*Records supplied*
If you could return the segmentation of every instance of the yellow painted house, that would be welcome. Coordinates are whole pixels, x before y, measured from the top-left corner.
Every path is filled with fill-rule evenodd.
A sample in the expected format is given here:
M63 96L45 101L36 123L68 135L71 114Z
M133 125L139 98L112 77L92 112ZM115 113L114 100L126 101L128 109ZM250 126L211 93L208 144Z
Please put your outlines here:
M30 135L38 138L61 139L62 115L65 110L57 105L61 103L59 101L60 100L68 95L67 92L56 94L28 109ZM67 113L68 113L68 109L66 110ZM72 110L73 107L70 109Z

*Instructions for the task*
Update the listing above, replacing "yellow" with "green" and keeping every other character unchanged.

*Exercise response*
If you could return the segmentation of every instance of the green painted house, that would be welcome. Coordinates are whole pixels, x before y, measured from the top-left corner.
Every path is filled with fill-rule evenodd.
A sample in the expected format is given here:
M63 96L45 101L36 123L68 135L71 114Z
M133 125L139 98L112 77L92 112ZM115 113L114 100L126 101L128 109ZM250 126L211 93L208 144Z
Please put your outlines here:
M30 135L38 138L61 139L62 115L65 110L57 105L61 103L59 101L60 100L68 95L67 92L56 94L28 109ZM67 113L68 113L68 109L66 110ZM72 110L73 107L70 109Z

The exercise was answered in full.